## Problem to work on:
In the entries below, find the line with "Query: wispy cloud" and the line with "gabled roof as a single dot per instance.". Return those two lines and all lines between them, exactly.

## Dataset excerpts:
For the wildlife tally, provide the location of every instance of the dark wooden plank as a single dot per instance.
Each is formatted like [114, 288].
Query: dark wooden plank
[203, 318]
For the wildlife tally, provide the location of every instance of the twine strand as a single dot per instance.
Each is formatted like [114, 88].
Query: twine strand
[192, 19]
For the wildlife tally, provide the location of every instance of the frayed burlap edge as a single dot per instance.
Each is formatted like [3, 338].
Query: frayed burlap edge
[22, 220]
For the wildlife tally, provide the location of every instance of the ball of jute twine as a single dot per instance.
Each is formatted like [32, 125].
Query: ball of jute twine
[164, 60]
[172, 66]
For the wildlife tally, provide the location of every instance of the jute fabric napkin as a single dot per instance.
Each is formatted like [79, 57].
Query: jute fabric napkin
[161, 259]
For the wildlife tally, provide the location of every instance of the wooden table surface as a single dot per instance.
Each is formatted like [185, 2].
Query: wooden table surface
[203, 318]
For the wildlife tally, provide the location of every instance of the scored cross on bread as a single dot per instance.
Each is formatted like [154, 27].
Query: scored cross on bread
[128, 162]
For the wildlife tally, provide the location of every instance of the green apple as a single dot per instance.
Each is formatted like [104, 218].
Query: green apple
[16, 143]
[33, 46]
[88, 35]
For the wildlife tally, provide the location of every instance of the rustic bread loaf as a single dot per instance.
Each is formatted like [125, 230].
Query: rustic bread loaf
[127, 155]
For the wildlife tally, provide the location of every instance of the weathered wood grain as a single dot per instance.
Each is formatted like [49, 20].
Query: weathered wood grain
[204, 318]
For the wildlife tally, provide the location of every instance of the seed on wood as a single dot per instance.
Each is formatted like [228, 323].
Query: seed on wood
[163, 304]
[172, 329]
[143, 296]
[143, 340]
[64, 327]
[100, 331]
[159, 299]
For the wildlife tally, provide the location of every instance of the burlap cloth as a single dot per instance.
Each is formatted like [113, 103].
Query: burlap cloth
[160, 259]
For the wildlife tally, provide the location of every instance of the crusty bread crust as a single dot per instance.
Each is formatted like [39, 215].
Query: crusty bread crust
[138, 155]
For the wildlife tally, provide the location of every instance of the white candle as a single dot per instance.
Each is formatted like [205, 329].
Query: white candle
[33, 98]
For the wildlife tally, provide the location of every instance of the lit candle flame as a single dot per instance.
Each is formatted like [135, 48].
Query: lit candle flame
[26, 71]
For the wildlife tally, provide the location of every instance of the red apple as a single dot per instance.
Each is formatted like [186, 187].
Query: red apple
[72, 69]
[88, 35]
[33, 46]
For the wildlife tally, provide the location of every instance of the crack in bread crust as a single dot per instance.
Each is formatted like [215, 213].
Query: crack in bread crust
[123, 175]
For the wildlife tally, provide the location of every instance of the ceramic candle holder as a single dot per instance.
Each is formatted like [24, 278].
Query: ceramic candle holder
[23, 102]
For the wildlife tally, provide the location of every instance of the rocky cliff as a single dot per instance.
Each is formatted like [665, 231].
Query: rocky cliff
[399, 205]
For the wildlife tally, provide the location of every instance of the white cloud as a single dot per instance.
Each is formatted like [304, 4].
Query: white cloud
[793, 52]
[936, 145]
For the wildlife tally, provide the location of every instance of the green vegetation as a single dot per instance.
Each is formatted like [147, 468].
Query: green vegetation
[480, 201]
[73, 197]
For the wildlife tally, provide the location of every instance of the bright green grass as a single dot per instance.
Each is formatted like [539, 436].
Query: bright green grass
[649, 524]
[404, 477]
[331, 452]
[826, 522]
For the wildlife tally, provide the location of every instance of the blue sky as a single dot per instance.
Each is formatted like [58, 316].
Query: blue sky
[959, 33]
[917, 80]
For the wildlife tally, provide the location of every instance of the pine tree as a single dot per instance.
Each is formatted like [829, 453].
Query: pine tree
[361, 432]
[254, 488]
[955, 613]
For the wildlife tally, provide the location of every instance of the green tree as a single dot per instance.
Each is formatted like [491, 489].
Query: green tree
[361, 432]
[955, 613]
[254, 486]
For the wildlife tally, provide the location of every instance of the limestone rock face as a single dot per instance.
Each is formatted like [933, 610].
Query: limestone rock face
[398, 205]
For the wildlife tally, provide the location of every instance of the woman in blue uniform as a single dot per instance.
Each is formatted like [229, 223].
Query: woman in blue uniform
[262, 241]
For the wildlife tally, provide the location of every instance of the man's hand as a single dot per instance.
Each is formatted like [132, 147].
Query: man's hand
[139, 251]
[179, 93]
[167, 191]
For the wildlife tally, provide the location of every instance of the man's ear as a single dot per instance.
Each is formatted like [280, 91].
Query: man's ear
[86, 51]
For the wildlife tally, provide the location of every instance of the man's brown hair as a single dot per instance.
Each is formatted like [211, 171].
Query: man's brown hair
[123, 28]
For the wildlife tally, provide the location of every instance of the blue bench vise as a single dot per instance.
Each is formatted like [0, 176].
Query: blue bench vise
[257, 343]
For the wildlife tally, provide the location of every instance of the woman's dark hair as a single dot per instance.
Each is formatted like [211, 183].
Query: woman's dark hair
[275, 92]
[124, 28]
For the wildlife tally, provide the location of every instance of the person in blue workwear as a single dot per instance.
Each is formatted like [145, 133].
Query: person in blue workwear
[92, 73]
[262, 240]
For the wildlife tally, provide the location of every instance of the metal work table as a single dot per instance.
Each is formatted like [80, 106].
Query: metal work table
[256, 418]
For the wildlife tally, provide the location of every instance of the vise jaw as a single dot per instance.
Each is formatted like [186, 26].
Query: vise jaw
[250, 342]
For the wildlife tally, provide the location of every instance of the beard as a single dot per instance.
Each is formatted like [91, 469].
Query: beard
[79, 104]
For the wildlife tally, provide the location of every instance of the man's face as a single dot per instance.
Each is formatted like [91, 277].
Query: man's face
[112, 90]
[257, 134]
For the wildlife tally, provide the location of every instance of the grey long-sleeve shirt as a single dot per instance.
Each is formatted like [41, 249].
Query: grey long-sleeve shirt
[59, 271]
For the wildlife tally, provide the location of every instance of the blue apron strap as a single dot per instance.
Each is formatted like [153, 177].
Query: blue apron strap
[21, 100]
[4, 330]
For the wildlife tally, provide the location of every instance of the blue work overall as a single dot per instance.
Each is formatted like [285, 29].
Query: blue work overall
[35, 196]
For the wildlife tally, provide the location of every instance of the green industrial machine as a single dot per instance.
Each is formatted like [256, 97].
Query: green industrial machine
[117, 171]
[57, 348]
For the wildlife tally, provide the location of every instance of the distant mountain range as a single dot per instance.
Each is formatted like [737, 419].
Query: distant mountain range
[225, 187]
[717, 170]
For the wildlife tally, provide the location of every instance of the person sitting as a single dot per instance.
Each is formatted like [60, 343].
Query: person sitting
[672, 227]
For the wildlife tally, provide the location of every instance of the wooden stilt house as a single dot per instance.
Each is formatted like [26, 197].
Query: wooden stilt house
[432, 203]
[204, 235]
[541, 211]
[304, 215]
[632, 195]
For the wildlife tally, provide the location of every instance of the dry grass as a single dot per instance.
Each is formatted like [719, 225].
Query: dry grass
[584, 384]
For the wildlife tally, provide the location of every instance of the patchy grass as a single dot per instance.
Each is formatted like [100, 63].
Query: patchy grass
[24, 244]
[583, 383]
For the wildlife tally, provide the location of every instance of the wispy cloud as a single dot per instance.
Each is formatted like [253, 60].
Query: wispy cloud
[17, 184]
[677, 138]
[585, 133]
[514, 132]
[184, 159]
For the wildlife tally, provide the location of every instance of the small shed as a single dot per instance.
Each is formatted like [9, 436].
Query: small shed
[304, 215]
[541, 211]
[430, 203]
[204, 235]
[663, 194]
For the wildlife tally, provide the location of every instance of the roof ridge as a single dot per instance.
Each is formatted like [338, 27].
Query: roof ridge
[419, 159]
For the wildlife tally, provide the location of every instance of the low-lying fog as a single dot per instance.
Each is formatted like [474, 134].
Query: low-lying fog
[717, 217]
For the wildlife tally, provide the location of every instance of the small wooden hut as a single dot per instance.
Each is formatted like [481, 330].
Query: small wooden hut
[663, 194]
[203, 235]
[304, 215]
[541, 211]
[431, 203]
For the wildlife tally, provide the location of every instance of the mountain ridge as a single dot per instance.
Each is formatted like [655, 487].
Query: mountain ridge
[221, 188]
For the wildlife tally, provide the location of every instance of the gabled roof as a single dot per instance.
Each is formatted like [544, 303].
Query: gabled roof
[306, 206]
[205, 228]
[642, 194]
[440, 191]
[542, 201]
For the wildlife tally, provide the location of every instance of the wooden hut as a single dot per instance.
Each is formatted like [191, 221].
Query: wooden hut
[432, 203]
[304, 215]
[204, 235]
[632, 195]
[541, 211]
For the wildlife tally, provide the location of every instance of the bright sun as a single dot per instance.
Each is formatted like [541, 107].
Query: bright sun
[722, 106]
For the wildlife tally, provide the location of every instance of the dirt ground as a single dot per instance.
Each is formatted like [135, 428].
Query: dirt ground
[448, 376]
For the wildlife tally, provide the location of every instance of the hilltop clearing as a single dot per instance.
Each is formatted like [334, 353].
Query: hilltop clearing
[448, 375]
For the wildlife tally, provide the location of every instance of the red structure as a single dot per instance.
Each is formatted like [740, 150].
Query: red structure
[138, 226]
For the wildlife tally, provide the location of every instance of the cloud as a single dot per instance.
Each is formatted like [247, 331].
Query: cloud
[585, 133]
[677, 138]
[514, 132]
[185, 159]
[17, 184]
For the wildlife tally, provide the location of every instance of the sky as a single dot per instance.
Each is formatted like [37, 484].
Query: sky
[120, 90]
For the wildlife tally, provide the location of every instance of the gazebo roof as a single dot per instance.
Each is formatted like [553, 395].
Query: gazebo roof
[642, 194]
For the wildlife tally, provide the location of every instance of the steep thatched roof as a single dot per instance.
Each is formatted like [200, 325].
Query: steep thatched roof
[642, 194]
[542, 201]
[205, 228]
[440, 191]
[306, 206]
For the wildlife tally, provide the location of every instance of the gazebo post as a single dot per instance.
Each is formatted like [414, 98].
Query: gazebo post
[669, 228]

## Exercise result:
Query: wispy cloud
[17, 184]
[677, 138]
[585, 133]
[514, 132]
[184, 159]
For the wildlife tally, provide the location of every instance of the small shed as a single dot per instance.
Each is formatted like [9, 436].
Query: small shed
[304, 215]
[541, 211]
[430, 203]
[204, 235]
[663, 194]
For the wildlife tally, provide the location of every instance of the roof ridge as a single dot per instance.
Each is formatted like [338, 27].
Query: roof ridge
[419, 159]
For the wildlife tally, provide the location of every instance of the low-lying fog as a single dot per instance.
Each is formatted like [474, 134].
Query: low-lying fog
[717, 217]
For the wildlife tally, provide the location of every instance of the small wooden hut as a single dot per instance.
Each is formatted like [481, 330].
Query: small wooden hut
[663, 194]
[203, 235]
[304, 215]
[541, 211]
[431, 203]
For the wildlife tally, provide the location of every instance of the mountain ridge as a single dot per instance.
Each is formatted like [655, 487].
Query: mountain ridge
[221, 188]
For the wildlife tally, provide the location of every instance of the gabled roof as a single dot per instance.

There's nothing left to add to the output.